→ Records of labeled points
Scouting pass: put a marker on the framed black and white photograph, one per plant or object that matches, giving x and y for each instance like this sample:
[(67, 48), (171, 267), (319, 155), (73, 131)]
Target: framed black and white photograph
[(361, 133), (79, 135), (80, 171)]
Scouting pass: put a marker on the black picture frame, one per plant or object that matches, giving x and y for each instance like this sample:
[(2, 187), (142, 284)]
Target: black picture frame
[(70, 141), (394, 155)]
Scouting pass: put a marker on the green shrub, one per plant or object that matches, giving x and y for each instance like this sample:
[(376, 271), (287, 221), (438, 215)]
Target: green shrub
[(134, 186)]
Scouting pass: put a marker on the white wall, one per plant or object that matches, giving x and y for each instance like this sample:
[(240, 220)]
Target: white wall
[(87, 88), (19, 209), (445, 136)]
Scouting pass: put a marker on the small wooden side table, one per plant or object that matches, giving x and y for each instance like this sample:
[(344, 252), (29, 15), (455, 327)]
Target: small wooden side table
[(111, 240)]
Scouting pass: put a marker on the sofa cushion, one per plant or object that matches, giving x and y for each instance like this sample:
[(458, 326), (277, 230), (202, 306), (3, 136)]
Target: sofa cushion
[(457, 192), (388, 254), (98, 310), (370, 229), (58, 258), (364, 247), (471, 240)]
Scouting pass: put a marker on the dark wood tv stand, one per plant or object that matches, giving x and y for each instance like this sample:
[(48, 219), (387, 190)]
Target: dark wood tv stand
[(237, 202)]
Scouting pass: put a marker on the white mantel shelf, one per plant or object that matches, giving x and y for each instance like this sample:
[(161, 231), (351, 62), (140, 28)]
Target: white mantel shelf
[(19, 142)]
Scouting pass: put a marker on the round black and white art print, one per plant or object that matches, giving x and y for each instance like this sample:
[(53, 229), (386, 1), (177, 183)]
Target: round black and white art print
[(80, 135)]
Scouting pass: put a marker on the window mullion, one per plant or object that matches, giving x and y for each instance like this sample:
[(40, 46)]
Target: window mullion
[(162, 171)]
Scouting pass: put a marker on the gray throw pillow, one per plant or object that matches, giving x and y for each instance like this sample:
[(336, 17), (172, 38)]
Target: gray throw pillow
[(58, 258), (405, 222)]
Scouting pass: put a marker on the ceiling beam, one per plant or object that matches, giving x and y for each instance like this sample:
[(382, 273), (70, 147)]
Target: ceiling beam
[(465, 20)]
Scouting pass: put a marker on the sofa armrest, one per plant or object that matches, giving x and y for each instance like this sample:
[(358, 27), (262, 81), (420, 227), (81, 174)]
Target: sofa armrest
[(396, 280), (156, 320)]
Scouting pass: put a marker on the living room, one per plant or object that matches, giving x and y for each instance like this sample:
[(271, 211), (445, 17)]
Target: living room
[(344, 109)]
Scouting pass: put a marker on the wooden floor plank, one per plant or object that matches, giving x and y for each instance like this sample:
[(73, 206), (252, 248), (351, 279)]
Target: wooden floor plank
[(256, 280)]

→ STATED EXERCISE
Copy out all of the records above, keeping every line unchanged.

→ WRITTEN SOLUTION
Scouting pass: put a marker on the framed black and white photograph, one per plant or object that matches, giving x and y for each instance like this sample:
[(67, 48), (171, 267), (319, 155), (73, 131)]
Target: framed black and white photograph
[(361, 133), (79, 135), (80, 171)]
Scouting pass: put a marker on the black picture frame, one per plant or object that matches, giving x and y for each instance like this sample:
[(2, 187), (142, 284)]
Target: black picture frame
[(70, 141), (394, 155)]
Scouting pass: put a marker on the green shrub, one per plant or object that matches, giving x and y for each instance like this sample:
[(376, 271), (287, 221), (438, 215)]
Target: green shrub
[(134, 186)]
Scouting pass: put a marker on the white wall, one per plant or object that matches, giving x and y for each instance like this sample:
[(240, 220)]
Target: white wall
[(87, 88), (19, 209), (445, 136)]
Scouting pass: put a marker on the small wooden side table, one per plant or object that matches, giving x and y for each instance like this sample:
[(344, 252), (29, 15), (455, 327)]
Target: small wooden side table
[(111, 240)]
Scouting pass: put a marker on the sofa cushion, one per plant or object that matches, giving x and y for each instance like this sample:
[(458, 326), (277, 230), (202, 306), (3, 136)]
Target: sofa cushion
[(457, 192), (388, 254), (98, 310), (370, 229), (58, 258), (364, 247), (471, 240)]
Scouting pass: put a marker on the dark wood tv stand, one per plant or object that matches, giving x and y for each instance like this sample:
[(48, 219), (387, 190)]
Target: dark wood tv stand
[(237, 202)]
Scouting pass: put a marker on the white mantel shelf, one per plant or object that matches, giving x and y for each instance like this sample:
[(161, 231), (351, 62), (140, 28)]
Target: white mantel shelf
[(19, 142)]
Scouting pass: put a marker on the round black and white art print, one per plant or object that matches, giving x and y for each instance like this sample:
[(53, 229), (386, 1), (177, 183)]
Target: round black and white art print
[(80, 135)]
Scouting pass: put a marker on the window mullion, one per plant or object that matches, giving x and y for each instance like this sample:
[(40, 46)]
Target: window mullion
[(162, 171)]
Scouting pass: put a marker on the gray throw pillow, one per plant or object that matches, giving x and y for each instance like this sample:
[(336, 17), (172, 38)]
Target: gray throw pillow
[(58, 258), (405, 222)]
Scouting pass: put a marker on the ceiling beam, one per plant or object that matches, giving x and y for each instance like this sample:
[(382, 273), (70, 147)]
Target: ceiling beam
[(465, 20)]
Scouting pass: put a marker on the sofa armrest, one per plant or object that matches, giving x and y for each instance like this sample:
[(358, 27), (262, 81), (420, 227), (81, 174)]
Target: sofa armrest
[(396, 280), (156, 320)]
Scouting pass: put a marker on the living room, one per plant or object that matches, giving x and y for each instance like this sample:
[(271, 211), (445, 17)]
Target: living room
[(344, 109)]
Scouting pass: put a marker on the wooden floor plank, one per plant or object that matches, giving x and y for each instance like this sample:
[(73, 206), (252, 248), (351, 279)]
Target: wooden floor plank
[(256, 280)]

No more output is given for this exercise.